Gather every line of the entries below that contains the word "white", and list those lines in the order they appear.

[Records excerpted from a collection]
####

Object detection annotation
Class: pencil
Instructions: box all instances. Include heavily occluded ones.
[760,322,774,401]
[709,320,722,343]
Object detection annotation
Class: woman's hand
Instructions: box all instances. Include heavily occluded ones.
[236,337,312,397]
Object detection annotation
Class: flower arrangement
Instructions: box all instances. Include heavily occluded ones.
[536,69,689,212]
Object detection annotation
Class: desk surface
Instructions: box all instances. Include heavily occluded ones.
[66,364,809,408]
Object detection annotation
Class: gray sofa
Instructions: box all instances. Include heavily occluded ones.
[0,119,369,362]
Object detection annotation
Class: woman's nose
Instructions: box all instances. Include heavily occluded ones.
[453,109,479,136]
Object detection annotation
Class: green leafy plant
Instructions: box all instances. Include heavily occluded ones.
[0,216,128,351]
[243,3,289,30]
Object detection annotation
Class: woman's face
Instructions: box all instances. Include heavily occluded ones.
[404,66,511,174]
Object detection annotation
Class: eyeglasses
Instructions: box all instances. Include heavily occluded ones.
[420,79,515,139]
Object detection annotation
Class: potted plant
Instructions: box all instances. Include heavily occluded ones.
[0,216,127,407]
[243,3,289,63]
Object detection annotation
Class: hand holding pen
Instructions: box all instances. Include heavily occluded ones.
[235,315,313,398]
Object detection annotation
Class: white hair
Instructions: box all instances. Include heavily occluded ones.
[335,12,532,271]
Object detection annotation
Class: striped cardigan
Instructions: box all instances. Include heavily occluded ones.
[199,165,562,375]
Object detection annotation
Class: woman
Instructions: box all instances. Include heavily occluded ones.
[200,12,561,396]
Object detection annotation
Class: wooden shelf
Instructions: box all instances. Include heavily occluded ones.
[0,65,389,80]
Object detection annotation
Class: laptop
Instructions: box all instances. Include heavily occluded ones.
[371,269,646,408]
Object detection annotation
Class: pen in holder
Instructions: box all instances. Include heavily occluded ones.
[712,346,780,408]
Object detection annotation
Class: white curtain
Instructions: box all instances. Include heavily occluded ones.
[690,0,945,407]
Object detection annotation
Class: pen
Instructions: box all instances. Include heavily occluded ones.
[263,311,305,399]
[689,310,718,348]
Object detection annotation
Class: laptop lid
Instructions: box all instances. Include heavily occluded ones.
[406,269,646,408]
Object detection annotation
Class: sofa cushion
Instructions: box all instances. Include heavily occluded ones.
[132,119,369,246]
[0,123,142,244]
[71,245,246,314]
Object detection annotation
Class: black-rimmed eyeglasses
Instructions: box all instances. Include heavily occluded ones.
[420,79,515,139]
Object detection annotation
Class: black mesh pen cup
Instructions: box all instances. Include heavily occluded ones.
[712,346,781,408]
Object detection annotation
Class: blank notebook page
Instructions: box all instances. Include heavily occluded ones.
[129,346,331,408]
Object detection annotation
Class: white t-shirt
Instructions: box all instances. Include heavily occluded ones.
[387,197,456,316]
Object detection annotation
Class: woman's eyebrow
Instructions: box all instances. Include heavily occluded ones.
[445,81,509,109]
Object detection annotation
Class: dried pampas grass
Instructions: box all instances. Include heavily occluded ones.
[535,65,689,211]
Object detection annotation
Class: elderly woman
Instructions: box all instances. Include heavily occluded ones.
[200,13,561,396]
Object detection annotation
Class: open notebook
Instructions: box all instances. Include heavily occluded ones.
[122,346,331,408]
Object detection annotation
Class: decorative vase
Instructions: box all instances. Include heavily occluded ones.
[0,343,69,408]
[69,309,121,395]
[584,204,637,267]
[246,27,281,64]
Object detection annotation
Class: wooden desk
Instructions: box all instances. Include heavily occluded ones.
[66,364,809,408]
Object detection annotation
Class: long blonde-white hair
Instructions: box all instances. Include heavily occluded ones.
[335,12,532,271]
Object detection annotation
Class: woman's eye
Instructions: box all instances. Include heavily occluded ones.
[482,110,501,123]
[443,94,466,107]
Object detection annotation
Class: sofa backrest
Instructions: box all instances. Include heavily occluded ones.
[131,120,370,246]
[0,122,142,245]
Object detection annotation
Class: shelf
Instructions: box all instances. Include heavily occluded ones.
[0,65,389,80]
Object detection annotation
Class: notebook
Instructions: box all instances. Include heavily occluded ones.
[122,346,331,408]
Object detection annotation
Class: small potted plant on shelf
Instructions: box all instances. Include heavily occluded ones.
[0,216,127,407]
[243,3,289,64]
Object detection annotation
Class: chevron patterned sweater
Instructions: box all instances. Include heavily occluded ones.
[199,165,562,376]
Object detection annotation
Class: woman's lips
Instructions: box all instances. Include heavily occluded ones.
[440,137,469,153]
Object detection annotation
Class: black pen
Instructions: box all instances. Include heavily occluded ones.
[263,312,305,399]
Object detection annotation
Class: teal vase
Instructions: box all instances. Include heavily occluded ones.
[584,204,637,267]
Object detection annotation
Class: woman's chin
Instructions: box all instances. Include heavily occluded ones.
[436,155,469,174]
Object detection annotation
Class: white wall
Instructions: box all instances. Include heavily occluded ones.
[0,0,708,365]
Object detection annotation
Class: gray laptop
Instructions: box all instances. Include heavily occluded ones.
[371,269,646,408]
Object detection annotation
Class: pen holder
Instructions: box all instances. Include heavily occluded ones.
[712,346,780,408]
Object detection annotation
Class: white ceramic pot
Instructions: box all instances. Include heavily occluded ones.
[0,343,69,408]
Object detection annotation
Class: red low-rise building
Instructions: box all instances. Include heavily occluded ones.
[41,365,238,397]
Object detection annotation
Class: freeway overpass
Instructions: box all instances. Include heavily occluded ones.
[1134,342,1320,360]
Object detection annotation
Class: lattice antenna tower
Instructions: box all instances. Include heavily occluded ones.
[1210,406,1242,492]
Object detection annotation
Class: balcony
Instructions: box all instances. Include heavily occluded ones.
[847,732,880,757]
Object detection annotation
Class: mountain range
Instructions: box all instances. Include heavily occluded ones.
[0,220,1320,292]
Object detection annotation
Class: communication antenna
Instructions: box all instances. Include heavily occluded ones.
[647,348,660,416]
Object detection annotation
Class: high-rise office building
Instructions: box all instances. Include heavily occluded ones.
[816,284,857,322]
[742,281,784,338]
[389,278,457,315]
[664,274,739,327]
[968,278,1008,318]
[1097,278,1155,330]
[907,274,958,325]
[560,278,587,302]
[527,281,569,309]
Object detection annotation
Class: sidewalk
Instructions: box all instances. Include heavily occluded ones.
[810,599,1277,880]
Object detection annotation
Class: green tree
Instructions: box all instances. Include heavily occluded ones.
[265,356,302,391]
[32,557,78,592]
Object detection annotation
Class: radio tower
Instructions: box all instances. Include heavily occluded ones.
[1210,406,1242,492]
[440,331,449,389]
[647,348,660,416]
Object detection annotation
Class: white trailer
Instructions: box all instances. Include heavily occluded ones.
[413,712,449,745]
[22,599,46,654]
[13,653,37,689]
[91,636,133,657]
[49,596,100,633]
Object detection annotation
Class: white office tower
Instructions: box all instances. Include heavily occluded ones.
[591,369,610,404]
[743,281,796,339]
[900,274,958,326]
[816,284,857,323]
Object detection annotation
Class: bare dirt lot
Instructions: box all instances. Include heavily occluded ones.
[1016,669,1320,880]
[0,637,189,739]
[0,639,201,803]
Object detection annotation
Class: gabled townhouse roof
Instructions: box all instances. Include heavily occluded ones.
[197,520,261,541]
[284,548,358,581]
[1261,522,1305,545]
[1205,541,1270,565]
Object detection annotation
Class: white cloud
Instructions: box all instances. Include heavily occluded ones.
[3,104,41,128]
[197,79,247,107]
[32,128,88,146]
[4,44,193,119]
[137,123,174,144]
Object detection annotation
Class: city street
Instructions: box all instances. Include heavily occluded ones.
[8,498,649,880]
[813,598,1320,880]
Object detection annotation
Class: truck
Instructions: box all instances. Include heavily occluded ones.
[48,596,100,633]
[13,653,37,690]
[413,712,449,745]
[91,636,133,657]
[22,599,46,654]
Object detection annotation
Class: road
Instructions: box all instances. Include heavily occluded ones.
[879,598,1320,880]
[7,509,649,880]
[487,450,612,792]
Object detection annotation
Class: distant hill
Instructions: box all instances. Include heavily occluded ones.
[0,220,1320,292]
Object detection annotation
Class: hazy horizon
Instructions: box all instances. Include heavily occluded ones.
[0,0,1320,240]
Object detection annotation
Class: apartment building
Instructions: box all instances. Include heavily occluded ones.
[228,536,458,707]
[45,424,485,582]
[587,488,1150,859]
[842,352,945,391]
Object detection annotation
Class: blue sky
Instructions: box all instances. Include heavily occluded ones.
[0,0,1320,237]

####

Reply ::
Class: white hair
Class: white curtain
Class: white t-shirt
Class: long blonde-white hair
Class: white wall
Class: white ceramic pot
Class: white trailer
Class: white office tower
Class: white cloud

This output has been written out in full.